==== Extract

The neighborhood got its name from the public green known today as Barnard Park. The Green was originally laid out as a common pasture in the 17th century and remained so well into the 19th century. It is said to have been the site of witches' gatherings in Puritan days. These were not tolerated by the early settlers and Hartford saw its share of hangings for those convicted of practicing witchcraft.
In 1816, the town voted to enclose South Green with a fence, and later appropriated needed funds to grade the area to be a military encampment. The green was also used as a venue for circuses, caravans and other types of public entertainment.
Jacob Weidenmann, the designer of Bushnell Park, redesigned the green in the 1860's, laying out paths that criss-crossed the park. At the intersection of the paths was a fountain, which is long gone. The only feature remaining today is sections of the ornamental cast iron fence that once surrounded the park.
In 1898, the green was renamed Barnard Park in honor of Henry Barnard, who pioneered the establishment of the American public school system, and whose home was located on Main Street overlooking the park. The Barnard home still stands today, used as transitional housing. The building was listed in 1965 as a National Historic Landmark.
Congress Street, which runs from Wyllys to Morris Streets, is a historic district listed on the National Register of Historical Places. Greek Revival and Italianate buildings line both sides of the street. Among the early residents of these homes were Amos Whitney (33 Congress Street) and Francis Pratt (37-39 Congress Street), who partnered to form the Pratt & Whitney Company.
Housing in the area now includes condominiums, such as the Maple Avenue Mews, thus allowing the area to maintain its residential feel.

========

**Required task**.
According to the passage on Barnard Park, in what year was the green renamed Barnard Park, and in whose honor?

==== Provided information

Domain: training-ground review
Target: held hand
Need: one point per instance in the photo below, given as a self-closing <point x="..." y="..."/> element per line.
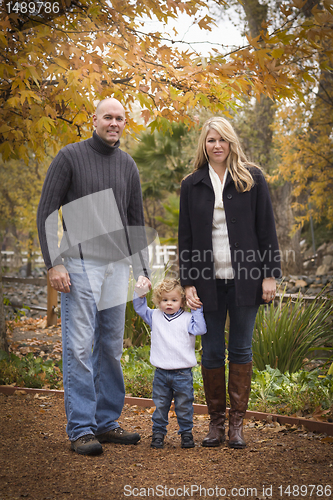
<point x="142" y="286"/>
<point x="192" y="299"/>
<point x="268" y="289"/>
<point x="59" y="278"/>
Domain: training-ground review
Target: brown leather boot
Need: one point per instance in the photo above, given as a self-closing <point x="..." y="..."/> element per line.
<point x="239" y="392"/>
<point x="215" y="392"/>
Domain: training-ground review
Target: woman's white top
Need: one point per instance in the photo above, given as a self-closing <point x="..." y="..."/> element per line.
<point x="221" y="245"/>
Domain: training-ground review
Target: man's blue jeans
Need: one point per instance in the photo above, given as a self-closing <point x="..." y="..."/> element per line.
<point x="177" y="384"/>
<point x="242" y="320"/>
<point x="92" y="338"/>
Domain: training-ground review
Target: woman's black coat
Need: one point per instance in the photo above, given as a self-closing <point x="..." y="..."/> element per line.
<point x="252" y="236"/>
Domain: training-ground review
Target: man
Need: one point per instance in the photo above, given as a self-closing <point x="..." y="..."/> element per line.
<point x="97" y="186"/>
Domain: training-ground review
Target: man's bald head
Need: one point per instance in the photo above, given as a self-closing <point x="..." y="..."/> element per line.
<point x="109" y="120"/>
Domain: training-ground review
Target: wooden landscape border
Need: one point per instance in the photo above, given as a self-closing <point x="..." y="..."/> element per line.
<point x="311" y="425"/>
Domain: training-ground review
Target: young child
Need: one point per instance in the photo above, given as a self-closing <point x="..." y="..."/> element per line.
<point x="172" y="352"/>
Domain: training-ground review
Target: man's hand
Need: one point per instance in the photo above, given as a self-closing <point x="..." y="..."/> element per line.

========

**Solution to this exercise**.
It was renamed in 1898 in honor of Henry Barnard.